(Beginning of DATA FOR THIS EXERCISE)

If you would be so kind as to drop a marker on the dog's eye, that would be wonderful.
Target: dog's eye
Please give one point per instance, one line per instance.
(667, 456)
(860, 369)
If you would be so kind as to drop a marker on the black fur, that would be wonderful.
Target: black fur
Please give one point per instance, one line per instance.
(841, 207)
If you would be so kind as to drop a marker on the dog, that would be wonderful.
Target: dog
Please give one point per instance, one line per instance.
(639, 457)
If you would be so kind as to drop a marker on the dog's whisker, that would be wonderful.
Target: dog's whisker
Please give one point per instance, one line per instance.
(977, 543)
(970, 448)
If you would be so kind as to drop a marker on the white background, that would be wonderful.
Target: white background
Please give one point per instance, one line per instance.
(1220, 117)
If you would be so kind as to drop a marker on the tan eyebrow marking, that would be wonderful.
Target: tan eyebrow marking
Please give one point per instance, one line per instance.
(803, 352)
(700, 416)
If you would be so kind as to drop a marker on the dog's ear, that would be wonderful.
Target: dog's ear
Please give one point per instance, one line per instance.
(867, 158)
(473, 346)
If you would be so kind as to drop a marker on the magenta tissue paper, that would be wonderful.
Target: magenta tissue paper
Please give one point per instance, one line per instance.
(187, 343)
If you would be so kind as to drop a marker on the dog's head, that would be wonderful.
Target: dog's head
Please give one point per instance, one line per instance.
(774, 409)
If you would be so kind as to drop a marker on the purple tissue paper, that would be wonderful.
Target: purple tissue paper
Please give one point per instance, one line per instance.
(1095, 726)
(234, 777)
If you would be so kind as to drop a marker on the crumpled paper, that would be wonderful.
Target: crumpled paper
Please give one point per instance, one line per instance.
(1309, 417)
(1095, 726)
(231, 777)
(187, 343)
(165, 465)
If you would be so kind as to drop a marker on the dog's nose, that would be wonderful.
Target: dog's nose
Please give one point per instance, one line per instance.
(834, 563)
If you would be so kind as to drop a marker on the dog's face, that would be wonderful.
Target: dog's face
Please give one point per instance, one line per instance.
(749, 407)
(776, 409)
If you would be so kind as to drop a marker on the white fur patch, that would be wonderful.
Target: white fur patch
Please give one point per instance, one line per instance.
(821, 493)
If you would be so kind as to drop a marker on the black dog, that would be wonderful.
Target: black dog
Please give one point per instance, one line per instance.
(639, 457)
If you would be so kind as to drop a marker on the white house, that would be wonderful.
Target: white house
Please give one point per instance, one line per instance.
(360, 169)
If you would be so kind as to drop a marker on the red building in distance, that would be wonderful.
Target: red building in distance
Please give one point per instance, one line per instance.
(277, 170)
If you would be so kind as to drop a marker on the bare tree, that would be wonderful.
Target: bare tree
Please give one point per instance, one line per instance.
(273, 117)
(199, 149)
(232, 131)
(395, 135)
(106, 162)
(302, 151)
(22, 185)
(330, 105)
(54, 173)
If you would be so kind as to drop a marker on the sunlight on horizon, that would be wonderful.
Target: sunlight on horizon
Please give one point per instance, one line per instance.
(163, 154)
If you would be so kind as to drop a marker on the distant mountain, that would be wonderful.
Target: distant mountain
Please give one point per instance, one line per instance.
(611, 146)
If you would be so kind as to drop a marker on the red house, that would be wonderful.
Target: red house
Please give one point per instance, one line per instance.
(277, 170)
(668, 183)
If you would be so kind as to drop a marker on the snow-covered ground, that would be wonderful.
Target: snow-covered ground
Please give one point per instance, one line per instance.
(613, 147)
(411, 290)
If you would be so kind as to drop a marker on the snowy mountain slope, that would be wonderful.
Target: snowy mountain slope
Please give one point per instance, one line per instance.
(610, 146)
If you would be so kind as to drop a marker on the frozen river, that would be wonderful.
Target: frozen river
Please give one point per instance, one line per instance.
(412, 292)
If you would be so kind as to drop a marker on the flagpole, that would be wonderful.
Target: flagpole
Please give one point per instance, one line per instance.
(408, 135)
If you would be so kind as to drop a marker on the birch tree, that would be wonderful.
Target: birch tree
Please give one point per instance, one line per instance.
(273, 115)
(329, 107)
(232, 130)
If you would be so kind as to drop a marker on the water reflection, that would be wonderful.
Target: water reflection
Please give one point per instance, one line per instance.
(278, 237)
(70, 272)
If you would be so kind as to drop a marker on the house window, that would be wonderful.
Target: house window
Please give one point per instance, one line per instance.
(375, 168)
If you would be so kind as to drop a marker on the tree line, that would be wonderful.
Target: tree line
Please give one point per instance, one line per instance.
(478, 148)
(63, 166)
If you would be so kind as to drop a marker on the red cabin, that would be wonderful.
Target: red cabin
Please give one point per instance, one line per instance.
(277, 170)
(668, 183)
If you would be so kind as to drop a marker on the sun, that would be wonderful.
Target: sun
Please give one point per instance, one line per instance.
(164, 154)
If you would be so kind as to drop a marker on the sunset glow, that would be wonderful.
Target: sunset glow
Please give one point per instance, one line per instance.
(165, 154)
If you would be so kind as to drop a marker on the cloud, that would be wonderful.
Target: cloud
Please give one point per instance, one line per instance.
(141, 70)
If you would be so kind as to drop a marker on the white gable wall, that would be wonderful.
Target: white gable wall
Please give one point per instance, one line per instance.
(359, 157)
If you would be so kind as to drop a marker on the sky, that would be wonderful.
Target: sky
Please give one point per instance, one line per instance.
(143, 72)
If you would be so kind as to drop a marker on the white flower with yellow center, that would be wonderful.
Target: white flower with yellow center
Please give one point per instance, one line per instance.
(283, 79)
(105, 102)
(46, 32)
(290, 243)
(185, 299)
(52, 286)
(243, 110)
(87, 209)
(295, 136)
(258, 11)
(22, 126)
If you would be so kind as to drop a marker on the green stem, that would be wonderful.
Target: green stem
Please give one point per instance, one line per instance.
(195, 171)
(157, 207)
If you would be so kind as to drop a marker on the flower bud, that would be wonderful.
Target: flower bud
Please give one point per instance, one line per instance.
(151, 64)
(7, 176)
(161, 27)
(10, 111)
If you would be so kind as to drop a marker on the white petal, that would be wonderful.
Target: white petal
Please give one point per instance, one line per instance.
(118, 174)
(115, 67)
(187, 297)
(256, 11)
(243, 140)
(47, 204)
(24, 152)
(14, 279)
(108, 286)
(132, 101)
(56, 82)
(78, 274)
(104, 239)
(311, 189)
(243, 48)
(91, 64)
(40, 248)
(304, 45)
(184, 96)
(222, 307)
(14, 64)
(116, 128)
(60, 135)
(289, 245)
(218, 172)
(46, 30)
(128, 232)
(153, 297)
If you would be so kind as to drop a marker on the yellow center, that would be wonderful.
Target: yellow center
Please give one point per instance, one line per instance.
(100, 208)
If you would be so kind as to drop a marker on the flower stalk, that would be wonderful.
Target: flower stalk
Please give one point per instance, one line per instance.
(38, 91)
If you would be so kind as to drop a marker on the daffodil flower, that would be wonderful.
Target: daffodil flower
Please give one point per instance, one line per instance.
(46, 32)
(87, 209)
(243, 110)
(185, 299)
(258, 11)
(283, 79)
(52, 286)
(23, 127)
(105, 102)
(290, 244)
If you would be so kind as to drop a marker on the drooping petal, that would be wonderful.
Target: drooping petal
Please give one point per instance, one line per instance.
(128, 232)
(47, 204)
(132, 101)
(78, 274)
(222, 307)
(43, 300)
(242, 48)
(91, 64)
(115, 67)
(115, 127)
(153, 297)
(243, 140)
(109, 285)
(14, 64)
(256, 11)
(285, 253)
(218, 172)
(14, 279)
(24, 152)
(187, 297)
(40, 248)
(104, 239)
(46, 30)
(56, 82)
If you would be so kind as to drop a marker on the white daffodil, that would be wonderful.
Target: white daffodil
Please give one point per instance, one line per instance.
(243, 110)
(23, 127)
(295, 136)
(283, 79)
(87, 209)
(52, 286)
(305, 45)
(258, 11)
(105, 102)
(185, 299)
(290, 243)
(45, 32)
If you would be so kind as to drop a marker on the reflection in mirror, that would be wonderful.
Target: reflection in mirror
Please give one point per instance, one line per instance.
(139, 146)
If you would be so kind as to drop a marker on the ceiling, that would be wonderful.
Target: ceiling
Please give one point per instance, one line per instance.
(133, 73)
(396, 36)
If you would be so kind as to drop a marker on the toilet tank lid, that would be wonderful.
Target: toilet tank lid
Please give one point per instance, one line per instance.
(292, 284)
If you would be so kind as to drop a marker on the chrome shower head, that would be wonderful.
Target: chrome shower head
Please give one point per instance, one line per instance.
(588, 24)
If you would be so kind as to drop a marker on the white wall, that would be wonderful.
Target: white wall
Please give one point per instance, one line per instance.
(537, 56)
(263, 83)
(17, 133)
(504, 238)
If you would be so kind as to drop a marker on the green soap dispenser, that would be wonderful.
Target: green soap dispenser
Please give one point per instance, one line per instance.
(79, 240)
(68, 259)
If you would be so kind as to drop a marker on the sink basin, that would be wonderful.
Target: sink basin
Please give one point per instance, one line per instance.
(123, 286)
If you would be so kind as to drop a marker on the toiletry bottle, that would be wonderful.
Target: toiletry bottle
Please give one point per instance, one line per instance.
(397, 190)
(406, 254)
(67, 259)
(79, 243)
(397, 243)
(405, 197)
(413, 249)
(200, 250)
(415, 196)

(End of DATA FOR THIS EXERCISE)

#### WHAT THE TASK ASKS
Please give back, exactly as it stands above, the stretch from the line with "Target: sky" through the line with "Target: drooping petal", and no line outside it.

#### SOLUTION TO THE PROBLEM
Target: sky
Please give one point per instance, one line per instance.
(143, 72)
If you would be so kind as to drop a marker on the white flower with yellow center, that would be wonderful.
Target: white flower with yellow center
Please give one point per instance, one line per instance.
(283, 79)
(105, 102)
(46, 32)
(290, 243)
(185, 299)
(52, 286)
(243, 110)
(87, 209)
(295, 136)
(258, 11)
(22, 126)
If you would be so kind as to drop a marker on the green stem, that would be wonderful.
Target: green stem
Please give one point per instance, one line per instance.
(195, 171)
(157, 207)
If you would be so kind as to drop a marker on the flower bud, that would be wonderful.
Target: flower bud
Please give one point per instance, one line per instance.
(151, 64)
(7, 176)
(161, 27)
(10, 111)
If you would be so kind as to drop a marker on the white petal, that would be wonderful.
Target: white petal
Please give one point per instance, one line per instance.
(118, 174)
(115, 67)
(187, 297)
(256, 11)
(243, 140)
(47, 204)
(24, 152)
(14, 279)
(108, 286)
(132, 101)
(56, 82)
(78, 274)
(104, 239)
(311, 189)
(243, 48)
(91, 64)
(40, 248)
(304, 45)
(184, 96)
(222, 307)
(14, 64)
(116, 128)
(60, 135)
(289, 245)
(218, 172)
(46, 30)
(128, 232)
(153, 297)
If you would be so kind as to drop a marker on the yellow center, that would be wonderful.
Target: yellow center
Please give one point per instance, one line per instance.
(100, 208)
If you would be so kind as to drop a marker on the flower stalk, that would be wonderful.
Target: flower stalk
Please give one point per instance, one line per instance.
(38, 91)
If you would be so kind as to drop a marker on the daffodil flower, that would be wonderful.
Target: daffodil flower
Please give one point per instance, one line per instance.
(46, 32)
(87, 209)
(243, 110)
(185, 299)
(258, 11)
(283, 79)
(52, 286)
(23, 127)
(105, 102)
(290, 244)
If you would be so kind as to drop a marker on the drooping petal, that would be wonderful.
Target: drooping petal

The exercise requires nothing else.